Direction –
Change every "innermost point" in the records below to "central point" and give all the lines again with nothing else altered, leaving out the pictures.

Collection entries
::::

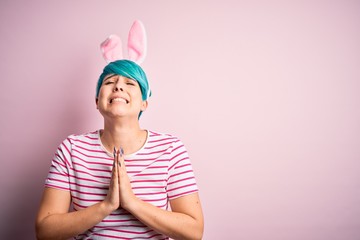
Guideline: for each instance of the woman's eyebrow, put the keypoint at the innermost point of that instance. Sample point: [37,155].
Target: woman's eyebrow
[109,76]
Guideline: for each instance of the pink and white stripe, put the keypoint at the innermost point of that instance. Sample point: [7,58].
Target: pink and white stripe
[160,171]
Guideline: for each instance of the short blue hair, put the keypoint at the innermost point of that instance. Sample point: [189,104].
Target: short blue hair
[127,69]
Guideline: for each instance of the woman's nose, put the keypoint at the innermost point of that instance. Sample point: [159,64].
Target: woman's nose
[118,88]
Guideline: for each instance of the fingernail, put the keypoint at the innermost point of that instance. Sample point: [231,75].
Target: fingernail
[122,151]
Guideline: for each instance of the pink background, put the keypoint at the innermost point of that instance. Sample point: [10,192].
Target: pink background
[264,94]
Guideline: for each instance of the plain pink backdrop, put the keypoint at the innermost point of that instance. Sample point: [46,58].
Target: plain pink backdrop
[264,94]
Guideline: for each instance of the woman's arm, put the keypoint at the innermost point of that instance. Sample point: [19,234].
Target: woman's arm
[184,222]
[54,221]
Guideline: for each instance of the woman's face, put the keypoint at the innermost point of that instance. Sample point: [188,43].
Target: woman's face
[120,96]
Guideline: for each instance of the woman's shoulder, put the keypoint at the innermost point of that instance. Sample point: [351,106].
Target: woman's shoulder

::::

Task result –
Guideline: for each instance of the woman's eyebrow, put the keypoint at the central point of that instance. Sample point: [37,155].
Target: woman's eyebrow
[109,76]
Guideline: for each instance of the pink and white stripe, put the keypoint at the central point of that instance. Sample point: [7,58].
Target: pink and white stripe
[160,171]
Guideline: for each instance of the short blue hair, put the keypoint at the central point of that instance. Sample point: [189,104].
Target: short blue hair
[127,69]
Guideline: for each instance of the woman's nose, put the keypoint at the central point of that instance. Sample point: [159,64].
Target: woman's nose
[118,88]
Guideline: for each instance of the fingernail, put the keypoint at the central point of that instance. Sample point: [231,75].
Target: fingernail
[122,151]
Guideline: for each instance of the pink background, put the keypoint at the central point of that instance. Sample point: [10,192].
Target: pink background
[264,94]
Guideline: for each instance of the plain pink backdrop, put the keypoint at the central point of that instance. Sample point: [46,58].
Target: plain pink backdrop
[264,94]
Guideline: for each instance of the woman's arm, put the keypoint at the central point of that instance. Sample point: [19,234].
Target: woman's arm
[184,222]
[54,221]
Guideline: for each instance of the woman's face, put the keypoint at the central point of that instance. Sample point: [188,43].
Target: woman's face
[120,96]
Guideline: for each instance of the woman's shoulder, put the keypoint at the central point of that instance. Sample point: [351,106].
Target: woman's shoulder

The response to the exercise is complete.